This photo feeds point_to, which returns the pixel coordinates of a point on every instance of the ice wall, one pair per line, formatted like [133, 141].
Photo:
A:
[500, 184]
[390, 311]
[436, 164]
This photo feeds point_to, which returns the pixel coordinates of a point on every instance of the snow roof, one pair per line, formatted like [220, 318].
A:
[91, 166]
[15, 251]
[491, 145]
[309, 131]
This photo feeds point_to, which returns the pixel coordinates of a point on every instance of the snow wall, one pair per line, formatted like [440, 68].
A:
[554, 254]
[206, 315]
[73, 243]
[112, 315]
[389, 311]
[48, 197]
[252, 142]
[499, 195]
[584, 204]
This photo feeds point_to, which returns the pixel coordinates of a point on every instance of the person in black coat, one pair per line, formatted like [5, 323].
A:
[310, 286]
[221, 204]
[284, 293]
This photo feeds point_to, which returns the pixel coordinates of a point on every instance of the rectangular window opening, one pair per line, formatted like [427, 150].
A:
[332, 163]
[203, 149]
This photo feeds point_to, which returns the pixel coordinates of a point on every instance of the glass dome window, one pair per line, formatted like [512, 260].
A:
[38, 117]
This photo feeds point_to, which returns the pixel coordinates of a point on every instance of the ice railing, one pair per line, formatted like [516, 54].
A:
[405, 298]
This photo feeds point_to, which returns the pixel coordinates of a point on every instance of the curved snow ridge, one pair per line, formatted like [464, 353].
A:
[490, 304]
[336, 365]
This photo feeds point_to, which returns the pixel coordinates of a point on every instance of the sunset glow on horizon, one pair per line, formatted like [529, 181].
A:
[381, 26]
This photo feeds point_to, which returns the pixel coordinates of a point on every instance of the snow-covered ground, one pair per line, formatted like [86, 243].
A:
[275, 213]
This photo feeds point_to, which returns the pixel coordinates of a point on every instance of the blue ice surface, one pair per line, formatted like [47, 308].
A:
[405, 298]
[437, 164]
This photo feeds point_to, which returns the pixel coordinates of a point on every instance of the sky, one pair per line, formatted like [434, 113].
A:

■ ■ ■ ■ ■

_WHAT THIS TASK INVOLVES:_ Copy all of the material above, substituting "image coordinates" for every occurrence of "pixel coordinates" and leaving everything else unchanged.

_RESULT:_
This photo feeds point_to, which returns the image coordinates of a point on every instance of the ice wall, one pair per line, formatted like [133, 141].
Photo:
A:
[500, 184]
[390, 311]
[436, 164]
This photo feeds point_to, which returns the image coordinates of a point on every instance of the snow roof, one pair per line, formatted like [220, 318].
A:
[91, 166]
[15, 251]
[491, 145]
[309, 131]
This photo feeds point_to, which returns the image coordinates of a point on every instance of the snow wall, one pair per line, formatted like [440, 68].
A:
[554, 254]
[206, 315]
[73, 243]
[112, 315]
[389, 311]
[48, 197]
[252, 142]
[499, 195]
[584, 204]
This photo feeds point_to, which returns the image coordinates of a point on every instance of the person in black coat, one pair per line, formatted like [5, 323].
A:
[310, 286]
[221, 204]
[284, 293]
This photo feeds point_to, which returns the image coordinates of a point on every instance of the rectangular window opening, one pair per line, formatted like [427, 150].
A:
[332, 163]
[203, 149]
This photo feeds point_to, which returns the image coordinates of a point on every instance of the glass dome window, one pair per line, formatted like [512, 260].
A:
[38, 117]
This photo feeds point_to, which returns the image coordinates of a point on every instance of the ice railing, one pair per line, formatted like [516, 54].
A:
[405, 298]
This photo feeds point_to, which returns the image coordinates of a point on every instance of the curved snow ridge, one pair per line, formatted like [464, 353].
A:
[490, 304]
[336, 365]
This photo feeds point_to, which returns the image coordinates of a point on every instance of the sunset glow on horizon, one pair per line, formatted like [529, 181].
A:
[381, 26]
This photo feeds point_to, which returns the image coordinates of a point on every instance of the snow-covered ground, one pair per line, formatted like [86, 243].
A:
[275, 213]
This photo feeds point_to, which returns the image coordinates of a point on every instance of the blue ice surface, one pair per line, formatted like [47, 308].
A:
[405, 298]
[437, 164]
This photo feeds point_to, which returns the image coordinates of a point on every instance of the sky, one pair per line, formatted like [434, 113].
A:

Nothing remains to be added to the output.